* Your instructions:
Find each line below that includes "distant", then copy it.

* Dataset records:
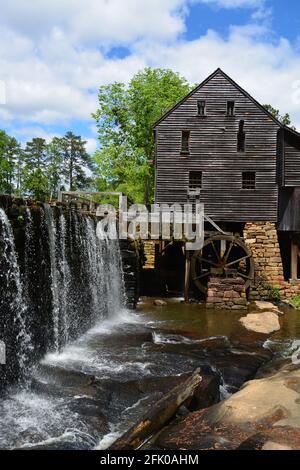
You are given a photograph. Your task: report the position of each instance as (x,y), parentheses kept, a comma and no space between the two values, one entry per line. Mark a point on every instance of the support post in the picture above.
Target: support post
(187,274)
(294,260)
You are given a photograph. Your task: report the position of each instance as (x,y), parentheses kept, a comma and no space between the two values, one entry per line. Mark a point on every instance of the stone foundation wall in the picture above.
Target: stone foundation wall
(262,239)
(226,294)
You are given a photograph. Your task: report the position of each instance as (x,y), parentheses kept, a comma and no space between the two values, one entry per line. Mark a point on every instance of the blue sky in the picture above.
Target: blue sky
(54,54)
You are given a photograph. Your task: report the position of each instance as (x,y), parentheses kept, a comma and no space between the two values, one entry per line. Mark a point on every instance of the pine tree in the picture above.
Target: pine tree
(76,160)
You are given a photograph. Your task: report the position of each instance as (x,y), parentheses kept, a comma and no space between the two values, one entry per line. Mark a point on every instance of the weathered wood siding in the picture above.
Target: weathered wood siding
(213,150)
(292,161)
(289,210)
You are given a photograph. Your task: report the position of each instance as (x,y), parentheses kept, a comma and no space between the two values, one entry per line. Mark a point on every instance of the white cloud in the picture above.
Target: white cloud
(235,3)
(100,20)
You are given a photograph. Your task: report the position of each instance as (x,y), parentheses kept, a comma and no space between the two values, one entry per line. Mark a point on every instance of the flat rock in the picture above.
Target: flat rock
(263,322)
(267,306)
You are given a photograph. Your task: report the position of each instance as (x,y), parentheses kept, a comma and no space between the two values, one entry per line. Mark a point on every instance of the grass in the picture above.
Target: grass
(270,293)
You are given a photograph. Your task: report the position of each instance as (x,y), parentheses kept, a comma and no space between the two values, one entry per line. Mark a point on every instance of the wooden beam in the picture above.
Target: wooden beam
(158,415)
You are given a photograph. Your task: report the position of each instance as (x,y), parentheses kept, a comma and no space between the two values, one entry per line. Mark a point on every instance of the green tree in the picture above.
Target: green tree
(284,119)
(125,119)
(55,167)
(35,178)
(76,161)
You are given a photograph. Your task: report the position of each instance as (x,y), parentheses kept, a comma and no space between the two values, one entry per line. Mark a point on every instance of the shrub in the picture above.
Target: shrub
(269,292)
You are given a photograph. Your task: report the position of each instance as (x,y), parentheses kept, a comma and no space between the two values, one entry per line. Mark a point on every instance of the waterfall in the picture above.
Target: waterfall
(86,274)
(13,308)
(61,277)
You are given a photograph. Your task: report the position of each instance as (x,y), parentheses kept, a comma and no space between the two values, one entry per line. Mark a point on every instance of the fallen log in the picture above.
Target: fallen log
(159,415)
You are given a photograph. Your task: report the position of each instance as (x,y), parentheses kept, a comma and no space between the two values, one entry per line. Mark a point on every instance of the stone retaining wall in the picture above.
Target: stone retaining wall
(226,294)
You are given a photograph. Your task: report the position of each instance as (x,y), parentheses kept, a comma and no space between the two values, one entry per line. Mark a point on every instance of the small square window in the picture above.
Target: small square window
(185,141)
(230,108)
(201,107)
(248,180)
(195,180)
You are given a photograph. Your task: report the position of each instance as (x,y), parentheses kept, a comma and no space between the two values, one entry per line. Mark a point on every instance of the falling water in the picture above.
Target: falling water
(64,280)
(86,274)
(12,300)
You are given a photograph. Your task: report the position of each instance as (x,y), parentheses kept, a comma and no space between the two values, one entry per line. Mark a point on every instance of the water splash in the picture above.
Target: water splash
(12,300)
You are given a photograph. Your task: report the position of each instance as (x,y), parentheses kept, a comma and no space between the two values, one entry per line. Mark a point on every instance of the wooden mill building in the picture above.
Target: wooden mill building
(246,164)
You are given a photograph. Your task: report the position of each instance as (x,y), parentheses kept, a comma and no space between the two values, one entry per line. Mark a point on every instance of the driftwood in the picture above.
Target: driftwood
(159,415)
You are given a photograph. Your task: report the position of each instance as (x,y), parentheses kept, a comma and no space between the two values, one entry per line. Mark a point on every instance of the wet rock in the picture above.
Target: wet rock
(264,414)
(207,393)
(159,303)
(263,322)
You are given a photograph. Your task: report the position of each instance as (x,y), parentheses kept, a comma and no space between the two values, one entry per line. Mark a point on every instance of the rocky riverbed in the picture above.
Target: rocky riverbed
(99,385)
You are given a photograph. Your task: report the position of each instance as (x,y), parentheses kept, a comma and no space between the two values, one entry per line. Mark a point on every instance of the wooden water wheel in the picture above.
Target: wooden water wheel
(222,255)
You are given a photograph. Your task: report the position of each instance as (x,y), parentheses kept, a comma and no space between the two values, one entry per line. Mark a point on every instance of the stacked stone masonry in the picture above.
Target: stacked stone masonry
(228,293)
(149,251)
(262,239)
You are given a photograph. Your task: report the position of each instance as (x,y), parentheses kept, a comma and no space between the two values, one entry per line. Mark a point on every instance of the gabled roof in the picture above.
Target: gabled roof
(244,92)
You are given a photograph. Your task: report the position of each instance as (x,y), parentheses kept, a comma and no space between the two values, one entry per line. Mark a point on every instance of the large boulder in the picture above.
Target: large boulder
(264,414)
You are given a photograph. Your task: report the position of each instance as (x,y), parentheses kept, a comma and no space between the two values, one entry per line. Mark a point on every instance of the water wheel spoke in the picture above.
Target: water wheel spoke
(238,260)
(201,276)
(226,255)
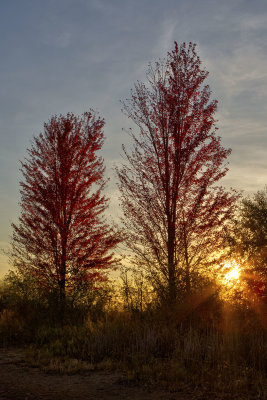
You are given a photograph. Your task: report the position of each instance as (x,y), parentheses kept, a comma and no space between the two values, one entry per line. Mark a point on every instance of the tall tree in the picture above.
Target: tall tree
(174,212)
(62,237)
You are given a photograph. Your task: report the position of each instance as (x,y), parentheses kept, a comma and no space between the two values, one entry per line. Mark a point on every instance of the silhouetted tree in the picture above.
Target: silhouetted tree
(62,238)
(174,212)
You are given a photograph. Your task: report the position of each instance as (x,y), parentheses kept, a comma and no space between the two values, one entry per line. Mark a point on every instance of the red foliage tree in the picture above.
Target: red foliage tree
(174,212)
(62,238)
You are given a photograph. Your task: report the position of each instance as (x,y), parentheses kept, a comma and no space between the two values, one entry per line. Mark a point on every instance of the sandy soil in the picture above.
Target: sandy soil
(21,381)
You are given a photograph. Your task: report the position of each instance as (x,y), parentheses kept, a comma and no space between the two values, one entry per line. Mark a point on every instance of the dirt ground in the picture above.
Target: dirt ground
(21,381)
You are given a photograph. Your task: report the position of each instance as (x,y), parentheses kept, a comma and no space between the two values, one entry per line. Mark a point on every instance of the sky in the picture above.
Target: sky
(60,56)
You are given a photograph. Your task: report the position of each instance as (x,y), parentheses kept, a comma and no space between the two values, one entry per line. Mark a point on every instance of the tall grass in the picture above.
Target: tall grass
(223,351)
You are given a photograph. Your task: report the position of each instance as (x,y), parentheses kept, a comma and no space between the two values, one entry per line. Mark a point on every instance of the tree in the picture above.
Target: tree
(62,238)
(174,212)
(248,241)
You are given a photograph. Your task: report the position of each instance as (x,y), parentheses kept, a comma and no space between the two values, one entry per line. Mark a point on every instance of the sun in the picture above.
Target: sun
(232,273)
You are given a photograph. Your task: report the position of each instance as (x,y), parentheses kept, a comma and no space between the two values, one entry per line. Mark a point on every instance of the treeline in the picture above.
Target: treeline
(172,311)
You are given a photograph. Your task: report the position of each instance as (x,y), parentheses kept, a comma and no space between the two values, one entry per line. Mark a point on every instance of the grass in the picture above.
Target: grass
(218,355)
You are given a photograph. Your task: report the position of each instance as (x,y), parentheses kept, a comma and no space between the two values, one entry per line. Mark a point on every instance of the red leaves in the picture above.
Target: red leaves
(173,210)
(61,235)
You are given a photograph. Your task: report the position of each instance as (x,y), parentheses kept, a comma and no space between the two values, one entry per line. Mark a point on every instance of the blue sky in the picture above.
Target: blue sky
(70,55)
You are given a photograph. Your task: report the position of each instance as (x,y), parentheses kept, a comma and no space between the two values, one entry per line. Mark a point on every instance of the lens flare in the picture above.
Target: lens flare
(233,273)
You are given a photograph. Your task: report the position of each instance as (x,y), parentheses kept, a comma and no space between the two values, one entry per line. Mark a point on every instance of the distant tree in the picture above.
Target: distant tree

* Answer space:
You are given a photograph. Your task: report the position of each instance as (x,y), parentheses kept, a comma and no space between the two values, one entry per line. Mark a point on every instance of the distant tree in the picture above.
Target: distant tree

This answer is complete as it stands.